Written exercise:
Write out the lines of the items below as a numbered list, starting at the line that contains "of the whole" and ending at the last line of the items, with both of those lines included. Leave out any blank lines.
** begin **
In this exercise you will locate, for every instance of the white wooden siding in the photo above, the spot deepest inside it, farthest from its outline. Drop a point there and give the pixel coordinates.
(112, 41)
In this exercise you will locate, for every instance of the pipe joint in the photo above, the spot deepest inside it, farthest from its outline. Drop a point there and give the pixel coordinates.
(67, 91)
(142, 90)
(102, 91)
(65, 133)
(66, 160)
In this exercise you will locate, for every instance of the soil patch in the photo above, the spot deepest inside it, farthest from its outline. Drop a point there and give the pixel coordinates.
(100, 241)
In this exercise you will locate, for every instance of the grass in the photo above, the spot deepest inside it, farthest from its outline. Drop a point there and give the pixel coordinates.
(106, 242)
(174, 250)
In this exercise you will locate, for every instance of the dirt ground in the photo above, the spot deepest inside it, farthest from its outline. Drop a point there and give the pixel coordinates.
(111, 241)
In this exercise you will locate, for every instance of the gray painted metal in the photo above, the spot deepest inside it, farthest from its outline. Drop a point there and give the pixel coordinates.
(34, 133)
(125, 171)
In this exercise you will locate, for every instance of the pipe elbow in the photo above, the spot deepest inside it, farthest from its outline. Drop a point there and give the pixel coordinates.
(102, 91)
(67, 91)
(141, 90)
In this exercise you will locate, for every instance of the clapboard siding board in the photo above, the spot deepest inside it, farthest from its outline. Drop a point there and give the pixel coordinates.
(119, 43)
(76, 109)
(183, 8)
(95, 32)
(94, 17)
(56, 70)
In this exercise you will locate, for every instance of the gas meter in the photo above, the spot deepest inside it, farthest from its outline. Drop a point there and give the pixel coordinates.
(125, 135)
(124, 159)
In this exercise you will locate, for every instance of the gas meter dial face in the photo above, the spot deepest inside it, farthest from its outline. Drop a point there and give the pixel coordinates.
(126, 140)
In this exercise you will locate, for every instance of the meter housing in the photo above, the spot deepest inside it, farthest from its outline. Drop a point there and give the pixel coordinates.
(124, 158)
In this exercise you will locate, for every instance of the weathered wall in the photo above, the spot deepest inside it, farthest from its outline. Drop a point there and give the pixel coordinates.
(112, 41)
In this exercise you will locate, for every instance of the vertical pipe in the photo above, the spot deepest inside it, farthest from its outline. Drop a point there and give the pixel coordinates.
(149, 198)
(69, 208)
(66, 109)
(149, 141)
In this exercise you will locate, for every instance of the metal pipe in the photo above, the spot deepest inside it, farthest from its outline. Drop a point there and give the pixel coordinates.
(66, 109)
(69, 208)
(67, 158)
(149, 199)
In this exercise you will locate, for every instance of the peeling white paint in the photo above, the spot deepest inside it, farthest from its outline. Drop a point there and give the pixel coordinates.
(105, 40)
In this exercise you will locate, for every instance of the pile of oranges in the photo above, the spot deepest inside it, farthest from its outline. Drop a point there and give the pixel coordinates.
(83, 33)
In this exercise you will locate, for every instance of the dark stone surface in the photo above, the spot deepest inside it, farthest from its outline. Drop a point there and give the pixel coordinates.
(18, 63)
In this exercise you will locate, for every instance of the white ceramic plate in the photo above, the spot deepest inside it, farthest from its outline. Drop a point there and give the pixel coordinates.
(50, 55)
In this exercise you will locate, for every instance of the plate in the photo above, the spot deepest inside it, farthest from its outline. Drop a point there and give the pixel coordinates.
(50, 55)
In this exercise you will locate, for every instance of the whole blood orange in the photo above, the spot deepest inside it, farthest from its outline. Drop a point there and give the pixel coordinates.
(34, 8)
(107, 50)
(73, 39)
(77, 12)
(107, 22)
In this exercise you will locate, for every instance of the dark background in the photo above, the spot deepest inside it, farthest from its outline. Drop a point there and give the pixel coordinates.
** end **
Answer to this exercise:
1. In this exercise you will locate, for every instance of the whole blood orange in the photo above, the spot deepest inside it, farthest from its outline. Drop a point there and give the pixel coordinates.
2. (34, 8)
3. (107, 50)
4. (73, 39)
5. (77, 12)
6. (107, 22)
7. In this exercise you will locate, for every instance of the dark background in the photo above, the spot deepest inside it, farthest from its outline. Drop a point there and give the pixel coordinates.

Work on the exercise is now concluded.